[Excerpts from point annotation data]
+ + + + +

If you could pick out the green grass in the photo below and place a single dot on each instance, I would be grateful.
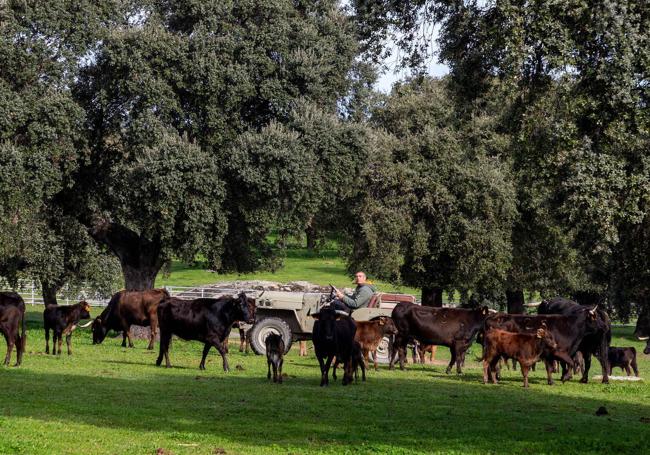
(325, 267)
(107, 399)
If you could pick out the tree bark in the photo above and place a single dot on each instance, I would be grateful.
(432, 296)
(140, 257)
(49, 291)
(515, 301)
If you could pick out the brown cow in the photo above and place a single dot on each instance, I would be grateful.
(12, 318)
(526, 348)
(128, 308)
(370, 333)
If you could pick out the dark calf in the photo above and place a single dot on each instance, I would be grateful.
(274, 356)
(623, 358)
(62, 320)
(12, 319)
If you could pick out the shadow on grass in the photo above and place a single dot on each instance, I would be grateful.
(412, 414)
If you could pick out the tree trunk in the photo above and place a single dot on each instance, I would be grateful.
(49, 291)
(515, 301)
(311, 237)
(139, 278)
(139, 256)
(432, 296)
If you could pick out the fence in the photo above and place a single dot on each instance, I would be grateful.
(32, 294)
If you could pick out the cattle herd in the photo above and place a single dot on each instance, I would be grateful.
(563, 335)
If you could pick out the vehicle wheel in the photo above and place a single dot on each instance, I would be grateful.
(383, 351)
(264, 328)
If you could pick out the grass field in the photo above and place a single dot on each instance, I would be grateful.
(107, 399)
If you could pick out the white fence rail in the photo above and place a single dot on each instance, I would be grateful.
(32, 294)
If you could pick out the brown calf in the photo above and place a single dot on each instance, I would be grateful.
(62, 320)
(526, 348)
(370, 333)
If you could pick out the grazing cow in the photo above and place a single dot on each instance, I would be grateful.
(333, 336)
(642, 330)
(128, 308)
(451, 327)
(568, 331)
(624, 358)
(205, 319)
(596, 340)
(527, 348)
(274, 356)
(420, 350)
(12, 324)
(62, 320)
(369, 335)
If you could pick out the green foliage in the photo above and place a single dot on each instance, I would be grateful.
(438, 205)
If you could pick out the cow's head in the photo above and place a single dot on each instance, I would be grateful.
(388, 326)
(326, 319)
(99, 330)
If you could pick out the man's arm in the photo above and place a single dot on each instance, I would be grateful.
(361, 299)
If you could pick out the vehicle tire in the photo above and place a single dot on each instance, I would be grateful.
(264, 328)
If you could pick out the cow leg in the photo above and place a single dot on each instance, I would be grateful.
(242, 339)
(10, 346)
(154, 330)
(47, 340)
(452, 349)
(524, 370)
(549, 371)
(222, 350)
(585, 374)
(206, 349)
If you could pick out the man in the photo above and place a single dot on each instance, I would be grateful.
(361, 295)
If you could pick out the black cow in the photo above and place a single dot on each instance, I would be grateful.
(451, 327)
(597, 337)
(642, 330)
(12, 324)
(623, 358)
(333, 335)
(568, 331)
(62, 320)
(274, 356)
(205, 319)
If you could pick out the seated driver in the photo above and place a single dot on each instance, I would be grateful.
(361, 296)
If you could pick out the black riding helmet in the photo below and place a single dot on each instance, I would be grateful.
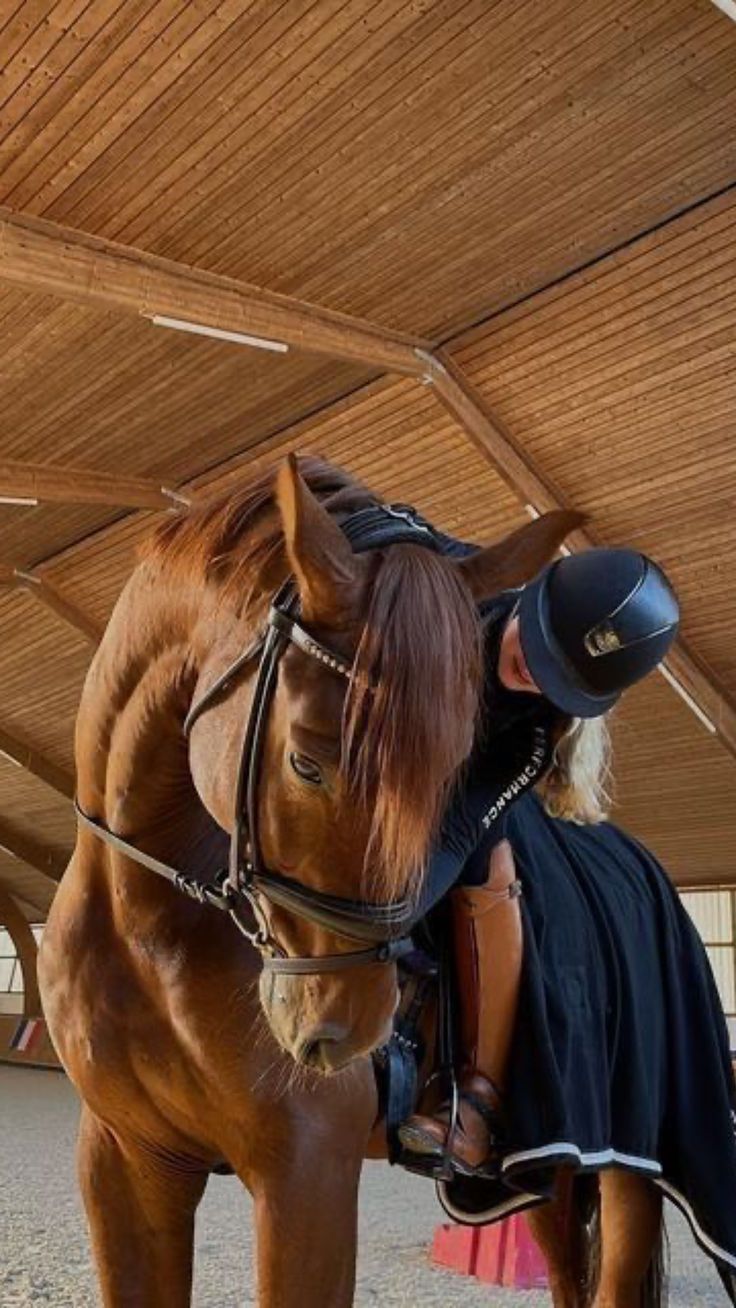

+ + + + +

* Exercise requirements *
Rewrite every line of the items above as a numbered list, skipping blank lines. Leave the pictures out.

* Exercise result *
1. If you could pick out the green grass in the photo below and place a single dot on each instance, I would be grateful.
2. (325, 267)
3. (107, 399)
4. If you could pick out the tree bark in the photo above and place a single dot on each instance, I would be grateful.
5. (432, 296)
6. (140, 257)
7. (49, 291)
8. (515, 301)
9. If you could pick out the brown cow in the photo above and place a single dot on each instance, I would be grateful.
10. (12, 318)
11. (526, 348)
12. (128, 308)
13. (370, 333)
14. If you could pick out the dark calf in the photo above and place a single dot on each instance, I would be grateful.
15. (274, 356)
16. (623, 358)
17. (62, 320)
18. (12, 319)
19. If you could pick out the shadow on grass in the photo above and place a single dot on each instance, I would be grateful.
20. (412, 414)
21. If you could pick out the tree trunk in the photo above and place a single dot on each instance, I would be grateful.
22. (49, 291)
23. (515, 301)
24. (311, 237)
25. (139, 278)
26. (139, 256)
27. (432, 296)
28. If you could pick out the fence in the photo above and place a single dot on each instance, I would be grateful.
29. (32, 294)
30. If you could pick out the cattle herd in the photo above and place a single dot on each instance, I would be grateful.
31. (563, 335)
32. If you could pick out the vehicle wheel in the photo above and place a single dot on each instance, I would be grateful.
33. (383, 351)
34. (264, 328)
35. If you could pick out the grass field in the photo above and place a single dot on each instance, I would be grateful.
36. (107, 399)
37. If you could pick out the white fence rail in the photo above and place a single dot on each instance, I would be grateful.
38. (32, 294)
39. If you could pick out the brown calf in the photo above and place a single dot on each instance, I would be grateful.
40. (62, 320)
41. (526, 348)
42. (370, 333)
43. If you could pick out the grazing cow in the photo above and place a single dot on each instance, I would be grateful.
44. (333, 336)
45. (642, 330)
46. (128, 308)
47. (451, 327)
48. (568, 331)
49. (624, 358)
50. (205, 319)
51. (596, 340)
52. (527, 348)
53. (274, 356)
54. (420, 350)
55. (12, 324)
56. (62, 320)
57. (369, 335)
58. If you could pick out the green foliage in the photo above and place a single dot on each instance, I would be grateful.
59. (438, 205)
60. If you could pick out the cow's head in the photo above and place a single dot on each instance, I would be grateful.
61. (388, 326)
62. (326, 319)
63. (99, 330)
64. If you could pick out the man's arm in the photo above and place a single dot on each instance, I would be grateful.
65. (361, 299)
66. If you could pick out the vehicle tire in the photo above and place a single dot on each instance, I would be grateful.
67. (264, 328)
68. If you could pick out the cow leg in the photo above and place a single dot on each instance, I would be grateful.
69. (242, 339)
70. (10, 346)
71. (154, 330)
72. (47, 340)
73. (452, 349)
74. (524, 370)
75. (549, 371)
76. (222, 350)
77. (585, 374)
78. (206, 349)
79. If you could pick out the man in the photo above and place a single dot on each instance, I would be grateful.
80. (361, 295)
81. If you could pick out the black cow in the photo above and place a single dot on each instance, I would be grateful.
82. (451, 327)
83. (597, 337)
84. (642, 330)
85. (12, 324)
86. (623, 358)
87. (333, 335)
88. (568, 331)
89. (62, 320)
90. (274, 356)
91. (205, 319)
92. If you could pick out the seated driver in the photo above and place a single dot on each instance, I would be grateful.
93. (361, 296)
94. If you could pick out the black riding helmet in the photo below and place a single dot on each instance, I would be grateful.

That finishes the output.